[Text block]
I will not lie. Up at 6 am, Friday was a struggle to get through. So much so that I despaired as to how I was going to manage Hillside Festival on Saturday and seeing the Temperance Movement at the Toronto Festival of Beer on Sunday. (And then back to work on Monday). It didn’t help that the temps were in the mid thirties (degrees Celsius) with the humidity making it feel like the forties. And both events were outdoors.

So Mizz J and I did the wise thing. We went to Hillside fairly early and left fairly early too – the heat and humidity were relentless and no amount of shade, breeze or misting could alleviate it – only make it barely tolerable.

Junkanoo at Hillside – they must of been dying in those costumes!
Mizz J in the Misting Tent
Mizz J in the Misting Tent right after we arrived
View of the Main Stage
View of the Main Stage – notice the parched grass
Loved the Inclusivity of Hillside
Loved the Inclusivity of Hillside
Many more folk than this in the water as the day went on.

[Information given]
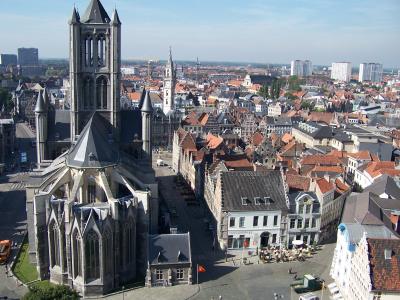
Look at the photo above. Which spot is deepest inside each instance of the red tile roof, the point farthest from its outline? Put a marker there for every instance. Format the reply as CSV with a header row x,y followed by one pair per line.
x,y
257,138
324,185
324,160
213,141
298,182
385,272
286,138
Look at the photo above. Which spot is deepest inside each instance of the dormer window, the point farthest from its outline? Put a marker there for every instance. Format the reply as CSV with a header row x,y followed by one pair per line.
x,y
268,200
388,253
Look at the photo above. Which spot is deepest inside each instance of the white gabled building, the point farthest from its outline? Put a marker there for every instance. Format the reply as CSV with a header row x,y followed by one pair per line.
x,y
249,208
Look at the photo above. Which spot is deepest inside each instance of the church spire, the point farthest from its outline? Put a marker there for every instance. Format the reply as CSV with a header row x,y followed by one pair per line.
x,y
95,13
75,19
115,18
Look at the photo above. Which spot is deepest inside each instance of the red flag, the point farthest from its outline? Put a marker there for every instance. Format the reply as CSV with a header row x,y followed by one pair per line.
x,y
201,269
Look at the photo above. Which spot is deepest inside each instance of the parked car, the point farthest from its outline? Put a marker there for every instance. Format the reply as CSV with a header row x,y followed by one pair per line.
x,y
5,251
309,297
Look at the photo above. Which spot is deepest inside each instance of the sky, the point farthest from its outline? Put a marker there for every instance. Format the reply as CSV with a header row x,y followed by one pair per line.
x,y
263,31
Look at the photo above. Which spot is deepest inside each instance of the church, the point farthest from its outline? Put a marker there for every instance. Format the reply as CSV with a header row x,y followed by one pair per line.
x,y
93,201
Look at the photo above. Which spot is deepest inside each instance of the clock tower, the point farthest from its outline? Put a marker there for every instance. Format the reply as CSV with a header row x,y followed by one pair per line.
x,y
169,85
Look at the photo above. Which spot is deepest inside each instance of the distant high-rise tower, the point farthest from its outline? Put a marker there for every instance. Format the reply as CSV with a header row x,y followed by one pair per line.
x,y
95,60
169,85
341,71
301,68
28,56
370,72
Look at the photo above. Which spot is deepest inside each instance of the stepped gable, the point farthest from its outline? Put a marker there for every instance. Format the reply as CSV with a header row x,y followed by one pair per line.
x,y
94,147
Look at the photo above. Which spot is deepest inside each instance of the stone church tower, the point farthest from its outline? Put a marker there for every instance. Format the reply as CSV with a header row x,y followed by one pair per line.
x,y
91,208
95,59
169,86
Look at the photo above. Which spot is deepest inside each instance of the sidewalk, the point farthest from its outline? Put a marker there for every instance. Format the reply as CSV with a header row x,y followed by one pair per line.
x,y
179,292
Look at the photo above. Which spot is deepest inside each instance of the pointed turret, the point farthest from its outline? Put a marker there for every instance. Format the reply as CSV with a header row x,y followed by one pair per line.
x,y
95,13
147,111
115,18
147,107
75,19
40,104
170,62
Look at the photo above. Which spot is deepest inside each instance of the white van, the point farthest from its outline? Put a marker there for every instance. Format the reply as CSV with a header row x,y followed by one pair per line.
x,y
309,297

[Do this]
Extend the blog post about the hot festival weekend from where it stops.

[Result of the task]
Many more folk than this in the water as the day went on.
Adorning the Henry Kock Bike Lot
Adornment of the Henry Kock Bike Lot – I once took a gardening course with the late, great Mr. Kock

I really enjoyed the relaxed, inclusive and friendly vibe of Hillside. I kinda felt like I had found my tribe. Mizz J and I took in several workshops as well as overhearing some performances as we wandered around, trying to stick to whatever shade was available. I would go again, but this time take my bathing suit and maybe even camp there for the weekend.

But in the end the heat did us in, so we left a lot earlier than we had planned, to get into some air-conditioned comfort and recover for the next day’s festival in Toronto.

To be continued.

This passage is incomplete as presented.